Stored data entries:
+-------+

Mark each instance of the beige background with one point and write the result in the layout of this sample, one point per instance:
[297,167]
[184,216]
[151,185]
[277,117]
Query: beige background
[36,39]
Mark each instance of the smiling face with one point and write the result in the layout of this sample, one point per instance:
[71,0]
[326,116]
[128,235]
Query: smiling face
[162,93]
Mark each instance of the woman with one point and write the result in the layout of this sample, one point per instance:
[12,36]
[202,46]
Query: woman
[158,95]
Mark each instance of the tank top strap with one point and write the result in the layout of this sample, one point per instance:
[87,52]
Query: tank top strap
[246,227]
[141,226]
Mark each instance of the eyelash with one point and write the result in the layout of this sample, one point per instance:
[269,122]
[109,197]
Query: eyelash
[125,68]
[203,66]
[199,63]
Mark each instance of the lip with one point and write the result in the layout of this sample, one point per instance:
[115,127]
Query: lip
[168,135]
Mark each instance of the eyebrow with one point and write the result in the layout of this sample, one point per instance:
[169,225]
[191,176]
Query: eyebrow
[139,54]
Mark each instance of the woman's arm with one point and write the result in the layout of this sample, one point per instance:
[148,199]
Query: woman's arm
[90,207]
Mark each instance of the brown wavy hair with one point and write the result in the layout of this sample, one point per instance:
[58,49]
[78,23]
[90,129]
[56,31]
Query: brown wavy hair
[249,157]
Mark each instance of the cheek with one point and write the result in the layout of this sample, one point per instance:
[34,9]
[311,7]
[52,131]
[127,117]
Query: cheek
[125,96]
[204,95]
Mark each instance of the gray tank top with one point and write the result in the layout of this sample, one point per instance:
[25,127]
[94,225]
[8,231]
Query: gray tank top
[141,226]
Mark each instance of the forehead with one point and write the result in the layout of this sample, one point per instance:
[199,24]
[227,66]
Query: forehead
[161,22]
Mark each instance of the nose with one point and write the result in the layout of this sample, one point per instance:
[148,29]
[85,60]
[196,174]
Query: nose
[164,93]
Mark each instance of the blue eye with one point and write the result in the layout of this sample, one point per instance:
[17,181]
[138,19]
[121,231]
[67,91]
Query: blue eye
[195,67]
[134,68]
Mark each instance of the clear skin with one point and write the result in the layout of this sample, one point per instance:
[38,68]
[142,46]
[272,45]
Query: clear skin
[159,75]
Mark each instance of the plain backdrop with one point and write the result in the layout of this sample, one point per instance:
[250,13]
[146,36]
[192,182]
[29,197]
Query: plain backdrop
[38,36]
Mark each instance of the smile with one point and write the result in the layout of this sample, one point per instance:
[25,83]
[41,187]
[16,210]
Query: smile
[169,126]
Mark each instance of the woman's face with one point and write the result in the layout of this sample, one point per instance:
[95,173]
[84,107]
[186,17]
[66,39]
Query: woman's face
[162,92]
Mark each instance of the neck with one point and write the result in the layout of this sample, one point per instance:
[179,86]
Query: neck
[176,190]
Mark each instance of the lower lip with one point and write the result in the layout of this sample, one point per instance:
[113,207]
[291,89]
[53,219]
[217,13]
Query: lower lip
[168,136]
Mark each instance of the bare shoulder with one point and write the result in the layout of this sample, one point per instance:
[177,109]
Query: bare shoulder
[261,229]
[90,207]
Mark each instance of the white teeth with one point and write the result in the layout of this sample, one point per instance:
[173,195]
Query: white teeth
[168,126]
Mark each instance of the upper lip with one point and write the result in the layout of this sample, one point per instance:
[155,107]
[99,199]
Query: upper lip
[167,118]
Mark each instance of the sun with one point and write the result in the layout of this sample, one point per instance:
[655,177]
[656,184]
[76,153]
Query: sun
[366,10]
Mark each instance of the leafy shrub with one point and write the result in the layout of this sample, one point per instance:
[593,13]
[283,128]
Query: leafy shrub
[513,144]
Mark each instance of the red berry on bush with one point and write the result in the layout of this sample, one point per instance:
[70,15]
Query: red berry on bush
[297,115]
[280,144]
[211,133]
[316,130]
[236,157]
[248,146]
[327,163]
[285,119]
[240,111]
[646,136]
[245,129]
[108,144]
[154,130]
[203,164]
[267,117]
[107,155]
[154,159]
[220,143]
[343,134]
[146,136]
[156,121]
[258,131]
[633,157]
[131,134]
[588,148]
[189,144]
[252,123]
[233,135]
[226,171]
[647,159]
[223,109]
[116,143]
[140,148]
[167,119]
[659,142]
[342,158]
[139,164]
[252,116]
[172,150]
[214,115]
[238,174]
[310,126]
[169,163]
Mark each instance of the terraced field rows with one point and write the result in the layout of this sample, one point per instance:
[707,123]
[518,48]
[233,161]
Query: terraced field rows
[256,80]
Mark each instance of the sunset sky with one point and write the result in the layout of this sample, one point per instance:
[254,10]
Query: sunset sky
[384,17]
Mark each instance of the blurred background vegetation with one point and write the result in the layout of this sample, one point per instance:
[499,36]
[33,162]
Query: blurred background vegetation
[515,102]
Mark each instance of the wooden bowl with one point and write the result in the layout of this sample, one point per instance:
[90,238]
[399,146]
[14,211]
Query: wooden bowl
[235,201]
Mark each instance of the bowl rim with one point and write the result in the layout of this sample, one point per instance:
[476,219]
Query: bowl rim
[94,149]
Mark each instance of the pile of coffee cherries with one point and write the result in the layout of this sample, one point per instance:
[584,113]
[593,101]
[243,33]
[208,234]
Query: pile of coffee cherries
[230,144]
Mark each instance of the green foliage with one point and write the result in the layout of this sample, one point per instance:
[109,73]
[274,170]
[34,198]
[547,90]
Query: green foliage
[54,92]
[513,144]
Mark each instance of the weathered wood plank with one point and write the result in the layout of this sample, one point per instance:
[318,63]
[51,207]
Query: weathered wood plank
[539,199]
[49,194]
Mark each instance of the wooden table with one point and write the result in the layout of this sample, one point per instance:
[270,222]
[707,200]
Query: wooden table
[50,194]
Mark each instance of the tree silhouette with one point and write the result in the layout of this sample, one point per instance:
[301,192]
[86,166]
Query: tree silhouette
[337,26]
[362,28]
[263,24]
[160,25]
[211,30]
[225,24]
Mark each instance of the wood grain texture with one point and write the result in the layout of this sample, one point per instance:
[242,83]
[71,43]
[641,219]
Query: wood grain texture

+-------+

■ **Request**
Please set down all the data word for word.

■ **Solution for this exercise**
Mark each instance of the beige background with one point and write the result in the layout of this sample, one point per instance:
[297,167]
[184,216]
[151,185]
[277,117]
Query: beige background
[36,39]
Mark each instance of the smiling face with one point and write the result in the layout of this sample, one point per instance:
[71,0]
[326,116]
[128,235]
Query: smiling face
[162,93]
Mark each instance of the woman with one point and write the result in the layout of this sample, one point per instance:
[12,36]
[202,46]
Query: woman
[158,95]
Mark each instance of the tank top strap with one point and write the result in the layout of this sample, one point per instance:
[87,52]
Query: tank top strap
[246,227]
[141,226]
Mark each instance of the eyelash with one point and write the result in the layout of this sample, one point per instance:
[269,122]
[109,197]
Query: eyelash
[125,68]
[203,66]
[199,63]
Mark each instance of the lip with one point and write the result in the layout of this sample, one point per instance:
[115,127]
Query: lip
[168,135]
Mark each instance of the eyebrow with one point and write the result in the layout of this sample, one point per instance:
[169,225]
[191,176]
Query: eyebrow
[139,54]
Mark each instance of the woman's arm with one point and write the result in the layout of this sample, one point per instance:
[148,199]
Query: woman's arm
[90,207]
Mark each instance of the brown wavy hair with one point and write the result in the layout of this sample, one point per instance:
[58,49]
[78,23]
[90,129]
[56,31]
Query: brown wavy hair
[249,157]
Mark each instance of the cheek with one point and write the result in the layout of this sample, one point per instance:
[34,9]
[311,7]
[52,131]
[127,117]
Query: cheek
[125,96]
[204,95]
Mark each instance of the gray tank top with one point and write the result in the layout of this sample, one point per instance:
[25,127]
[94,225]
[8,231]
Query: gray tank top
[141,226]
Mark each instance of the forehead with one point and write the result in the layout of this sample, one point per instance:
[199,24]
[227,66]
Query: forehead
[161,22]
Mark each instance of the nose with one point and write the result in the layout of this sample, one point per instance:
[148,29]
[85,60]
[196,174]
Query: nose
[164,93]
Mark each instance of the blue eye with one point and write the result in the layout of this sample, one point per instance:
[17,181]
[138,19]
[121,231]
[67,91]
Query: blue eye
[195,67]
[134,68]
Mark each instance of the clear skin with one point and write the result in the layout of this sample, one point per instance:
[38,68]
[142,46]
[272,45]
Query: clear skin
[159,75]
Mark each instance of the plain backdrop with one point and write the result in the layout of this sample, one point per instance:
[250,13]
[146,36]
[192,182]
[29,197]
Query: plain backdrop
[38,36]
Mark each instance of the smile with one point and write the result in the layout of this sample, one point per instance:
[25,83]
[41,187]
[16,210]
Query: smile
[169,126]
Mark each instance of the woman's face with one point and write the result in the layout of this sample, one point per instance:
[95,173]
[84,107]
[186,17]
[66,39]
Query: woman's face
[162,92]
Mark each instance of the neck with one point and write the result in the layout of this sample, one point per instance:
[179,86]
Query: neck
[176,190]
Mark each instance of the lower lip with one point and write the result in the layout of this sample, one point per instance:
[113,207]
[291,89]
[53,219]
[217,13]
Query: lower lip
[168,136]
Mark each instance of the bare shoulder with one point and write the result in the layout of this sample, one point per instance:
[177,109]
Query: bare shoulder
[261,229]
[90,207]
Mark each instance of the white teeth with one point and write the result in the layout of this sample, one point per instance:
[173,195]
Query: white teeth
[168,126]
Mark each instance of the upper lip with one point and write the result in the layout of this sample, one point per instance:
[155,107]
[99,199]
Query: upper lip
[167,118]
Mark each instance of the sun with one point and write the result in the layout of this sample, one point per instance:
[655,177]
[656,184]
[76,153]
Query: sun
[366,10]
Mark each instance of the leafy shrub with one point and write the result in the layout of this sample, one point per instance:
[593,13]
[283,128]
Query: leafy shrub
[513,144]
Mark each instance of the red berry on bush with one point and write the result in the layout of this sample, one point per instance:
[70,15]
Query: red berry on bush
[297,115]
[280,144]
[211,133]
[316,130]
[236,157]
[248,146]
[327,163]
[285,119]
[240,111]
[646,136]
[245,129]
[108,144]
[154,130]
[203,164]
[267,117]
[107,155]
[154,159]
[220,143]
[343,134]
[146,136]
[156,121]
[258,131]
[633,157]
[131,134]
[588,148]
[189,144]
[252,123]
[233,135]
[226,171]
[647,159]
[223,109]
[116,143]
[140,148]
[167,119]
[659,142]
[342,158]
[139,164]
[252,116]
[172,150]
[214,115]
[238,174]
[310,126]
[169,163]
Mark each instance of the terraced field rows with one point and write the result in the layout of this sample, one point per instance:
[707,123]
[518,48]
[233,161]
Query: terraced field rows
[256,80]
Mark each instance of the sunset sky with one point and write the result in the layout of this sample, one point per instance:
[254,10]
Query: sunset sky
[384,17]
Mark each instance of the blurred background vegetation with one point and write the result in the layout of this sample, one point per instance:
[499,36]
[33,162]
Query: blurred background vegetation
[515,102]
Mark each instance of the wooden bowl with one point and write the result in the layout of this sample, one point per instance:
[90,238]
[399,146]
[14,211]
Query: wooden bowl
[235,201]
Mark each instance of the bowl rim with one point and write the result in the layout of this sample, one point per instance:
[476,219]
Query: bowl rim
[94,149]
Mark each instance of the pile of coffee cherries with one point and write the result in the layout of this sample, one point per instance:
[584,113]
[593,101]
[243,33]
[208,234]
Query: pile of coffee cherries
[230,144]
Mark each instance of the green foliage with one point and write the result in the layout of this sample, one point per instance:
[109,73]
[274,170]
[34,198]
[547,90]
Query: green foliage
[54,92]
[513,144]
Mark each instance of the weathered wood plank with one point and write the result in the layout of this sample, one point per instance:
[318,63]
[51,207]
Query: weathered wood plank
[539,199]
[49,194]
Mark each instance of the wooden table with one point and write the result in the layout of this sample, one point per instance:
[270,222]
[707,200]
Query: wooden table
[50,194]
Mark each instance of the tree silhouette with one point and write the result in the layout of this sample, one point per instance:
[301,192]
[86,166]
Query: tree silhouette
[337,26]
[362,28]
[263,24]
[160,25]
[211,30]
[225,24]
Mark each instance of the wood grain texture with one point and write the result in the layout of this sample, one point per instance:
[242,83]
[71,43]
[641,219]
Query: wood grain texture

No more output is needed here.